** start ARTICLE **

In In re Main Street Business Funding, LLC, a creditor who had a security agreement covering “all tangible and intangible personal property,” including existing and after-acquired accounts and general intangibles, sought an order requiring the bankruptcy trustee to turn over the proceeds of a post-petition settlement of the debtor’s pre-petition claims against a consultant. The court first noted that, of the debtor’s claims against the consultant for fraudulent misrepresentation, conversion, civil conspiracy, unjust enrichment, breach of fiduciary duty, aiding and abetting breach of fiduciary duty, and legal malpractice, only the unjust enrichment claim sounded in contract; all the others sounded in tort. The court then ruled that, pursuant to the “gist of the action” doctrine, the entire claim was a commercial tort claim. Because the creditor’s security agreement did not adequately describe the commercial tort claims—indeed, it did not mention “commercial tort claims” at all—the agreement did not grant a security interest in the claims. The court then ruled that the security interest did not attach to the bankruptcy trustee’s post-petition settlement of the claim because a clause in the security agreement encumbering after-acquired general intangibles does not reach proceeds of a commercial tort claim.

B. Rights in the Collateral

A debtor cannot grant a security interest in property in which the debtor does not have rights or at least the power to convey rights. Because of that, prospective secured parties should generally take steps to confirm that the prospective debtor does indeed have property rights in the desired collateral. And, if an individual is to authenticate a security agreement on behalf of a business entity, it is incumbent on the secured party to make sure that the individual has the authority to do so. Two creditors encountered a problem with these basic requirements last year, with varying results.

In The Peoples Bank of Marion v. Nutrien AG Solutions, Inc., an appellate court affirmed a trial court ruling that a bank that had loaned money to a partnership, which had authenticated a security agreement purporting to grant the bank a security interest in the partnership’s farm equipment, did not in fact acquire a security interest in the equipment. The partnership had been formed by two brothers and it was the brothers who initially acquired the equipment. Although the bank provided the court with affidavits by the brothers in which they claimed to have transferred—at varying times—the equipment to the partnership, and a pre-loan balance sheet submitted by the partnership listing the farm equipment as partnership property, there was no documentation of such a transfer of the equipment to the partnership. Moreover, for other agreements that the brothers had entered into, the bank listed the farm equipment as their individual property.

In In re Rudick, the court ruled that an individual who owned a limited liability company and signed, on behalf of the company, a security agreement purporting to grant a security interest in property owned by the individual, did grant the security interest. The court concluded that individual had consented to the company’s action.

A debtor cannot grant a security interest in contraband because it is not possible to have property rights, or even the power to transfer property rights, in contraband. But, to the good fortune of one creditor last year, a court concluded that it is possible to obtain a security interest in property requiring a license, even if the debtor does not have such a license.

** end ARTICLE **
** start SOURCE RECORDS **

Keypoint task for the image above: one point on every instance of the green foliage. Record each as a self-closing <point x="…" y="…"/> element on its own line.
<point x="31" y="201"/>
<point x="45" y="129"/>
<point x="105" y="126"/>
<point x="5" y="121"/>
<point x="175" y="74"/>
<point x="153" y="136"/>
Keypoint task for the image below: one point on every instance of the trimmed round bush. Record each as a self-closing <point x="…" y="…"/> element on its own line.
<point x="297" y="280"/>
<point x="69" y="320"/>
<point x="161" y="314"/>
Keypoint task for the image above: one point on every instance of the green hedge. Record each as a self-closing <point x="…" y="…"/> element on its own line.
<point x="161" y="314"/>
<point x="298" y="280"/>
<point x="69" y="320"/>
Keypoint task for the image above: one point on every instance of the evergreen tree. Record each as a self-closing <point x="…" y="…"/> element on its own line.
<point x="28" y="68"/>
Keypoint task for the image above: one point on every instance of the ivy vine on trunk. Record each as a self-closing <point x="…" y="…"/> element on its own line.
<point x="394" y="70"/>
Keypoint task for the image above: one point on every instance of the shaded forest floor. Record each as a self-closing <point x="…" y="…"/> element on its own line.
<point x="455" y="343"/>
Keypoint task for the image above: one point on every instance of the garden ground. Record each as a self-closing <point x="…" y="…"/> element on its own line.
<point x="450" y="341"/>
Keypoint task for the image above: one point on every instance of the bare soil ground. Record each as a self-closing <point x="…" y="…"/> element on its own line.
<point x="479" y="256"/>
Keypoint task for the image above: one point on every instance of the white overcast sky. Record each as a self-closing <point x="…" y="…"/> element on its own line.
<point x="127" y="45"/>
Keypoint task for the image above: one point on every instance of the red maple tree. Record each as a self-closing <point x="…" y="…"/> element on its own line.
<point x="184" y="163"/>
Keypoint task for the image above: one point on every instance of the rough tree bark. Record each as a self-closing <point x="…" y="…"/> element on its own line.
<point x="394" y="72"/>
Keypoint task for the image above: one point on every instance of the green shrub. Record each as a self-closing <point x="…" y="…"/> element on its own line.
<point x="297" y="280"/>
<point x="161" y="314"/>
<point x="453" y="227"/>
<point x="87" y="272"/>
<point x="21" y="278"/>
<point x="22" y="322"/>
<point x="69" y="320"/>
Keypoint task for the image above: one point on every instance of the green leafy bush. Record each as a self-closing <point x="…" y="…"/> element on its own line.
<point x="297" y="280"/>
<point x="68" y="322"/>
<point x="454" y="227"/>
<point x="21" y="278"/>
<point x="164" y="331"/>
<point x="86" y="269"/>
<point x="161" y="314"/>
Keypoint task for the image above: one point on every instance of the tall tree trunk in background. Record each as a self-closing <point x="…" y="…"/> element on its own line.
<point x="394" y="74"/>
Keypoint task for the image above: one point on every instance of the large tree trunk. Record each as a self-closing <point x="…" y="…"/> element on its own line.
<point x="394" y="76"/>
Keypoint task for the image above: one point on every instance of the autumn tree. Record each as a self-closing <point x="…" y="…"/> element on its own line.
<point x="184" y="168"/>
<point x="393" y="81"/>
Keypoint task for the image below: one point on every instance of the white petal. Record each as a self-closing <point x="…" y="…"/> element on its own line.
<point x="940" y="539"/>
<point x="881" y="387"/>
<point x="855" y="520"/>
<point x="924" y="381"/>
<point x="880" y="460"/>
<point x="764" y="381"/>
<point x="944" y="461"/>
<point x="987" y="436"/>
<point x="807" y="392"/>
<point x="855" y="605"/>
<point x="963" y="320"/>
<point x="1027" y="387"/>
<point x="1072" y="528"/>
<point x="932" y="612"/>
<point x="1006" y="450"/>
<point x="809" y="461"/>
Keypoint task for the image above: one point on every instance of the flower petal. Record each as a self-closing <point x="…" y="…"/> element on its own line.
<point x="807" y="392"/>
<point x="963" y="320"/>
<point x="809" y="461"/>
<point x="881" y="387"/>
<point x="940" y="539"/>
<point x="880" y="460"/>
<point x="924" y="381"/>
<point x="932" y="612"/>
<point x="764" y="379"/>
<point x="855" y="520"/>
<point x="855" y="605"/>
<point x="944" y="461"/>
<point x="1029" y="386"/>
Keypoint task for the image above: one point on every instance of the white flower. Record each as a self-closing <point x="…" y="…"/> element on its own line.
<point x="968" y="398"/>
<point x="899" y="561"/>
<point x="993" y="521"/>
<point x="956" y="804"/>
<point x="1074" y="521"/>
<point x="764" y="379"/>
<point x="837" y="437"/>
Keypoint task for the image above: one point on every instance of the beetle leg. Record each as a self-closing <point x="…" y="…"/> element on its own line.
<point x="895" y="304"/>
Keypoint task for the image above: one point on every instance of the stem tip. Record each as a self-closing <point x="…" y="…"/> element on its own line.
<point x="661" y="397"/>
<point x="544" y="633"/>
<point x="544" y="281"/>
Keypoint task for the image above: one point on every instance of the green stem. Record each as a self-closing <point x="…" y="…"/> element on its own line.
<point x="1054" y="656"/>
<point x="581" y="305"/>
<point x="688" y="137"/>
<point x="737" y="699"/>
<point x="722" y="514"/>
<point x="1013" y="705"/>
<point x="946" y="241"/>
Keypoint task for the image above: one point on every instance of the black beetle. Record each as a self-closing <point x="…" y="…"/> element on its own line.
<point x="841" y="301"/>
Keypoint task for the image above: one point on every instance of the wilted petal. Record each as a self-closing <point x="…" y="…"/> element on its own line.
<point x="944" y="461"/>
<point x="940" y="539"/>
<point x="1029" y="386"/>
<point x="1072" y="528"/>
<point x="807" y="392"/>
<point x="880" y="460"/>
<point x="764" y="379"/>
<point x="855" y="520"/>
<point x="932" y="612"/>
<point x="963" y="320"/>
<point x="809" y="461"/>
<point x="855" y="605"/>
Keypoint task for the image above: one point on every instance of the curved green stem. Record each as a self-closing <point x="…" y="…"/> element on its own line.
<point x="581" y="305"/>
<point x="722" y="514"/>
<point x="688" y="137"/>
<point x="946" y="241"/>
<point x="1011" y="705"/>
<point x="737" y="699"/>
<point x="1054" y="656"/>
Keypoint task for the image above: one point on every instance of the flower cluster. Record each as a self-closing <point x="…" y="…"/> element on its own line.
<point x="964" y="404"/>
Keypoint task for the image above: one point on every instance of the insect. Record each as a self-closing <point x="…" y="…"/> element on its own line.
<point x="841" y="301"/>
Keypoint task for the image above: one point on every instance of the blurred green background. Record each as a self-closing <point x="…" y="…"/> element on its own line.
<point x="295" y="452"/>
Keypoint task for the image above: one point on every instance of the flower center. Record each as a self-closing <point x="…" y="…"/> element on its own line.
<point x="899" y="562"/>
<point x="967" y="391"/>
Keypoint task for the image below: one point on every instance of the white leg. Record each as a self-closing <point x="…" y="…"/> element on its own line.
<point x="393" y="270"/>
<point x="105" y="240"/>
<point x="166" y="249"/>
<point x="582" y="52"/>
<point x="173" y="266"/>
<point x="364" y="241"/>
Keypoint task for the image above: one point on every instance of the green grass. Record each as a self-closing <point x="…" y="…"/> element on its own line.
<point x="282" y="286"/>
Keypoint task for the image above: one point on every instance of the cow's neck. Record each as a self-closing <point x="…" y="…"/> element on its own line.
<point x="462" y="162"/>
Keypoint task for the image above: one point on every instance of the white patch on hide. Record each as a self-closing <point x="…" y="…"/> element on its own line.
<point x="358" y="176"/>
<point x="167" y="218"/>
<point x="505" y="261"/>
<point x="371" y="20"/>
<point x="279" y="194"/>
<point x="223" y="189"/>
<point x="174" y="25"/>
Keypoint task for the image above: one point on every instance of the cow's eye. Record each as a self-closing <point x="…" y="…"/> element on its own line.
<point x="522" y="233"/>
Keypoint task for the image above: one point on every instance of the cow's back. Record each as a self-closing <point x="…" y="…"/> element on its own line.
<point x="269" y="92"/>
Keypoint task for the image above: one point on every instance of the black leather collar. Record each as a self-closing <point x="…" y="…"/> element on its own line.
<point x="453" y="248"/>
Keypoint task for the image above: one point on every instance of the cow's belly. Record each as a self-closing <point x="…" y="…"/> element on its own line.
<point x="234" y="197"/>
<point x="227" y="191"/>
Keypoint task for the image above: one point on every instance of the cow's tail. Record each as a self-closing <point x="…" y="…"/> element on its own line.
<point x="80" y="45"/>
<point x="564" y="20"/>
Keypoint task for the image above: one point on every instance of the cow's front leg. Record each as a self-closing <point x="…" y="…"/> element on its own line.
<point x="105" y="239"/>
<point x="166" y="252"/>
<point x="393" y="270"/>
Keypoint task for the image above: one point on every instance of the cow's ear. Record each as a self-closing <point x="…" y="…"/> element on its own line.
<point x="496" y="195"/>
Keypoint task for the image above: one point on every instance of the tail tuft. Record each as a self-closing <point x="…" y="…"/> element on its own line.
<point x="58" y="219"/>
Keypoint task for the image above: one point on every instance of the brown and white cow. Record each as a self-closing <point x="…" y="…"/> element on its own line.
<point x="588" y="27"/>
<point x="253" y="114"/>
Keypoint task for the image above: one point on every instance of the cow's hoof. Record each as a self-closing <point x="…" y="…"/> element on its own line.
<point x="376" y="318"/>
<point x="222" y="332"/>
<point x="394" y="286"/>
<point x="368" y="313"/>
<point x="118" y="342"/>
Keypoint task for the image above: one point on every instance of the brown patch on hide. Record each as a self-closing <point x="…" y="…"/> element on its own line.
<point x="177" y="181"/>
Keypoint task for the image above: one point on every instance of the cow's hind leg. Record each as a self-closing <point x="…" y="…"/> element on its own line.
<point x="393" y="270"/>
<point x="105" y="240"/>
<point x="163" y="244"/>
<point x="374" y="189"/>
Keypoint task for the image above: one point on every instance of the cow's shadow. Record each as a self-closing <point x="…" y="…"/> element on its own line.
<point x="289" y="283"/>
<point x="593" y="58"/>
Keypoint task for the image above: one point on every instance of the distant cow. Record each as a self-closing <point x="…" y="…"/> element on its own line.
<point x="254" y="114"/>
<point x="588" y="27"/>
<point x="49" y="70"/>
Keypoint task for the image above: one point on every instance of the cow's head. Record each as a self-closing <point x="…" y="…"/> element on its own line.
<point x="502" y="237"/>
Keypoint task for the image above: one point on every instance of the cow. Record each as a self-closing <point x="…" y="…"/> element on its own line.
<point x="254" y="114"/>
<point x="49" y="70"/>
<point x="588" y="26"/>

** end SOURCE RECORDS **

(DIRECTIVES):
a – Rewrite the part of the article on security interests that opens with the words "A debtor cannot grant a security interest in property" and closes with "with varying results.", putting "lender" in place of "secured party".
b – Pull out every line of the records that contains the word "white". Case counts.

(RESULTS IN ORDER):
a –
A debtor cannot grant a security interest in property in which the debtor does not have rights or at least the power to convey rights. Because of that, prospective secured parties should generally take steps to confirm that the prospective debtor does indeed have property rights in the desired collateral. And, if an individual is to authenticate a security agreement on behalf of a business entity, it is incumbent on the lender to make sure that the individual has the authority to do so. Two creditors encountered a problem with these basic requirements last year, with varying results.

b –
Keypoint task for the image above: one point on every instance of the white overcast sky. Record each as a self-closing <point x="…" y="…"/> element on its own line.
Keypoint task for the image below: one point on every instance of the white petal. Record each as a self-closing <point x="…" y="…"/> element on its own line.
Keypoint task for the image above: one point on every instance of the white flower. Record each as a self-closing <point x="…" y="…"/> element on its own line.
Keypoint task for the image below: one point on every instance of the white leg. Record each as a self-closing <point x="…" y="…"/> element on its own line.
Keypoint task for the image above: one point on every instance of the white patch on hide. Record each as a self-closing <point x="…" y="…"/> element on its own line.
Keypoint task for the image above: one point on every instance of the brown and white cow. Record each as a self-closing <point x="…" y="…"/> element on its own line.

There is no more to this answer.